* **STATED TASK**: Show every line in the rows below that contains the string "handle". Case counts.

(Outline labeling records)
====
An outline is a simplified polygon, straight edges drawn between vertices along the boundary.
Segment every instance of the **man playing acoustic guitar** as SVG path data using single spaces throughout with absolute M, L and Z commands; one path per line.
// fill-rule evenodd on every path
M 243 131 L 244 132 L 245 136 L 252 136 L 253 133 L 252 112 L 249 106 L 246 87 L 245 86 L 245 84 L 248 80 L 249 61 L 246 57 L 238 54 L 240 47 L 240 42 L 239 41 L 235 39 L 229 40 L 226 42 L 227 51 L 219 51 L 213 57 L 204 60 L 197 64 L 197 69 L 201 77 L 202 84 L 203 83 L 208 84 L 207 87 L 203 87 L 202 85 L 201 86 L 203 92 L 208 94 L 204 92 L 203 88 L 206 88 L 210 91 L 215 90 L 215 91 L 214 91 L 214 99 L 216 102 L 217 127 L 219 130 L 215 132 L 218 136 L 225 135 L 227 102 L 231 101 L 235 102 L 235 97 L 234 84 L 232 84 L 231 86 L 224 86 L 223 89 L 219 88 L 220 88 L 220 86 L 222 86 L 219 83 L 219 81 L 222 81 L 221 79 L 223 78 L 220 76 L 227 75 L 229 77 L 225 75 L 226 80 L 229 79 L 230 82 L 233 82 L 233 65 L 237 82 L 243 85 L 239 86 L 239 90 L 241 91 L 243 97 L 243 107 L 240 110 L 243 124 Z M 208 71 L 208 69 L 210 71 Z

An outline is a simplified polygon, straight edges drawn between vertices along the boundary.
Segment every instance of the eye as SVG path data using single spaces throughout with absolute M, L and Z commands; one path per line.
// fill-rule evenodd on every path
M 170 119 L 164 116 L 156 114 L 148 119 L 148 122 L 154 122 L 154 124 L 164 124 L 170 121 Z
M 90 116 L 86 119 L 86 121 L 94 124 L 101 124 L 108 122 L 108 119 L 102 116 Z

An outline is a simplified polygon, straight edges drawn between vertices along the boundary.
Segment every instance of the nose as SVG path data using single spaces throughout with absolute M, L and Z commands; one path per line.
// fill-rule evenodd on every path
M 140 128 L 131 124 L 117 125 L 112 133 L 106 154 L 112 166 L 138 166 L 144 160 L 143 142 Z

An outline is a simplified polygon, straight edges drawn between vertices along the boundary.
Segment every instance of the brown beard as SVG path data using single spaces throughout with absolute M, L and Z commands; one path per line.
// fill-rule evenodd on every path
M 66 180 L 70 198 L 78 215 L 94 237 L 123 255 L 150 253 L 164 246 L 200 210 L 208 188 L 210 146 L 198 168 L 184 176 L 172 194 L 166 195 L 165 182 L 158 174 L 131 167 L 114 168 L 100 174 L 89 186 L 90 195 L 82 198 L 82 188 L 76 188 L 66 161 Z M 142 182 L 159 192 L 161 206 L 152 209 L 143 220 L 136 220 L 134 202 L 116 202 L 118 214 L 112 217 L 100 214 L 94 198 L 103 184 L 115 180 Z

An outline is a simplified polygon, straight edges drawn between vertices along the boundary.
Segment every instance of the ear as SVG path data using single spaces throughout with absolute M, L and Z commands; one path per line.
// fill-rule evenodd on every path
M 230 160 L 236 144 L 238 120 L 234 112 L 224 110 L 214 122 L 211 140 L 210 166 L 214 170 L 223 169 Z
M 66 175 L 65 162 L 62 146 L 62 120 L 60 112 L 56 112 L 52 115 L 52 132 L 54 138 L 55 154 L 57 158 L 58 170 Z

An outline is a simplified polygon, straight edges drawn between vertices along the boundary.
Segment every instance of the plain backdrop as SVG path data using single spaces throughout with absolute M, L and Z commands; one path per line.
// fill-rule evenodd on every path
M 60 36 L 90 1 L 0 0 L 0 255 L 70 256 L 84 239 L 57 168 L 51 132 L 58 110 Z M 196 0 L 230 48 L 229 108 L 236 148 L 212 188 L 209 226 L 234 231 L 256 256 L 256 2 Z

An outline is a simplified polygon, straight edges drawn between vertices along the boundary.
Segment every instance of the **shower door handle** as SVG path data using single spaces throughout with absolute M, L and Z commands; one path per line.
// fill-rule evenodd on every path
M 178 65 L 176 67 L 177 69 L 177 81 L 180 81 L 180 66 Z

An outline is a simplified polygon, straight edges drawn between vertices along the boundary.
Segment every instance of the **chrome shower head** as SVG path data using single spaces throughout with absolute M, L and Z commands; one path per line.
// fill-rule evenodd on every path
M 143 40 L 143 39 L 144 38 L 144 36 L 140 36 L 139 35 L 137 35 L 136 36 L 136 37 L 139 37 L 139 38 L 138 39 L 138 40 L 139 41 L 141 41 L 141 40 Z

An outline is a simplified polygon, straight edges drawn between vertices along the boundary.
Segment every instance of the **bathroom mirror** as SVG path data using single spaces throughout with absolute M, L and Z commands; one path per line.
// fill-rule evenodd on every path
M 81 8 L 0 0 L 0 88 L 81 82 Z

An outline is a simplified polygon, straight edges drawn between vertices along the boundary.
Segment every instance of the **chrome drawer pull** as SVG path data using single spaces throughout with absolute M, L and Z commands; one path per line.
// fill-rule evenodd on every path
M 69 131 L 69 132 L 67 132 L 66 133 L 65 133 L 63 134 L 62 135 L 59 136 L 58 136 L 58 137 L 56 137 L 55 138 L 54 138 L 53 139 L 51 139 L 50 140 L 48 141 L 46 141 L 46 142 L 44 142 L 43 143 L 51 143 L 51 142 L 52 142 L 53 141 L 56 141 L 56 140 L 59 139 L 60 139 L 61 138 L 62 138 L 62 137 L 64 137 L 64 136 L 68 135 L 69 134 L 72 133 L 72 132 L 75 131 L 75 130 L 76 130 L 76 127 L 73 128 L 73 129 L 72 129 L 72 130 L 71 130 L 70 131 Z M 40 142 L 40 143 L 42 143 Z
====
* **RESULT OF THIS TASK**:
Segment every instance of the **shower door handle** as SVG path data using single spaces throughout with absolute M, L and Z commands; one path per line.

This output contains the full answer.